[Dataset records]
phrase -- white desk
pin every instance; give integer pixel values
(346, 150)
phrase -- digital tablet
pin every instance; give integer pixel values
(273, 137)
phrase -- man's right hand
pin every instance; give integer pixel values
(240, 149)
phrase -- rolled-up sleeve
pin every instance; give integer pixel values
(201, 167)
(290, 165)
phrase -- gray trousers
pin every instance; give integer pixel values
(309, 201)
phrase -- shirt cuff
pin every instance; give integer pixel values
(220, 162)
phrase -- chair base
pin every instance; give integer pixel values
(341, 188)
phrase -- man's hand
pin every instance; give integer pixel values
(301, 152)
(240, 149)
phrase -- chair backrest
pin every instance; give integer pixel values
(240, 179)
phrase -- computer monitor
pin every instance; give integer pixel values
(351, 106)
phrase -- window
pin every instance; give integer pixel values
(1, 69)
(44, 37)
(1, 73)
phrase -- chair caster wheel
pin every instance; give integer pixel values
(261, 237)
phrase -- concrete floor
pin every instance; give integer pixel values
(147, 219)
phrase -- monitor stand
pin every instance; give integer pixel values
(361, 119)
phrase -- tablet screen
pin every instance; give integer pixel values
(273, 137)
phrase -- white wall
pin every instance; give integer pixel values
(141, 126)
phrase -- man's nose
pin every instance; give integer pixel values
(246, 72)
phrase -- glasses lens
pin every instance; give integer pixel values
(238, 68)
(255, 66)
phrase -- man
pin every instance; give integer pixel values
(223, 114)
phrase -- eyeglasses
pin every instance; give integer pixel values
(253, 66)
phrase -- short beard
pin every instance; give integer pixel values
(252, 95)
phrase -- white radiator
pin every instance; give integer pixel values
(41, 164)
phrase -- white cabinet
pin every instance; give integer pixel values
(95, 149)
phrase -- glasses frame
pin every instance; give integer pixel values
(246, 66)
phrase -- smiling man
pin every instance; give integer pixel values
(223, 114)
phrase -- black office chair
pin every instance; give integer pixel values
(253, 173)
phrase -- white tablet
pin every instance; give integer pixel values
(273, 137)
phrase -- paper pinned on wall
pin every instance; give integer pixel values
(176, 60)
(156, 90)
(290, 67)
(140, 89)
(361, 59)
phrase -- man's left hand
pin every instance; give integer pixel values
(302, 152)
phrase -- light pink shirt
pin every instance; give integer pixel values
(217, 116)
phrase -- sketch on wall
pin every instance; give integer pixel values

▶ _PROBLEM_
Could you write out every line of the listing above, word for word and unchanged?

▶ _OUTPUT OF THE TASK_
phrase -- white desk
pin every instance; give integer pixel values
(346, 150)
phrase -- digital tablet
pin every instance; give integer pixel values
(273, 137)
phrase -- man's right hand
pin every instance; give integer pixel values
(240, 149)
phrase -- rolled-up sleeve
pin every instance; give integer pixel values
(201, 167)
(290, 165)
phrase -- gray trousers
pin every instance; give integer pixel values
(309, 201)
phrase -- shirt cuff
pin every instance; give integer pixel values
(220, 162)
phrase -- chair base
pin every instance; give integer pixel values
(341, 188)
phrase -- man's hand
pin every instance; give integer pixel values
(301, 152)
(240, 149)
phrase -- chair backrest
pin every instance; give integer pixel values
(240, 179)
phrase -- computer monitor
pin every instance; give integer pixel values
(351, 106)
phrase -- window
pin every instance; give integer pixel values
(1, 69)
(44, 37)
(1, 73)
phrase -- chair caster wheel
pin every instance; give integer pixel values
(261, 237)
phrase -- concrete floor
pin every instance; give integer pixel values
(147, 219)
phrase -- monitor stand
pin every instance; give integer pixel values
(361, 119)
phrase -- tablet screen
pin every instance; give integer pixel values
(273, 137)
phrase -- white wall
pin every instance; give integer pixel values
(141, 126)
phrase -- man's nose
pin every instance; give integer pixel values
(246, 72)
phrase -- glasses lens
pin every instance; give integer pixel values
(238, 68)
(255, 66)
phrase -- man
pin every instance; give integer pixel values
(223, 114)
phrase -- eyeglasses
pin every instance; give integer pixel values
(253, 66)
phrase -- short beard
pin every instance; give integer pixel values
(252, 95)
phrase -- white radiator
pin every instance; give integer pixel values
(41, 164)
phrase -- white cabinet
pin every instance; give integer pixel values
(95, 149)
phrase -- glasses frame
pin every instance; give integer pixel values
(246, 66)
phrase -- smiling man
pin every instance; give integer pixel values
(223, 114)
phrase -- black office chair
pin every instance; give integer pixel values
(253, 173)
phrase -- white tablet
pin every instance; give integer pixel values
(273, 137)
phrase -- paper pinned on wall
pin every instance; give integer pixel values
(176, 60)
(156, 90)
(290, 67)
(140, 89)
(361, 59)
phrase -- man's left hand
pin every instance; give integer pixel values
(302, 152)
phrase -- light pink shirt
pin every instance; give integer pixel values
(217, 116)
phrase -- sketch on wall
pin every instance; give integer pixel values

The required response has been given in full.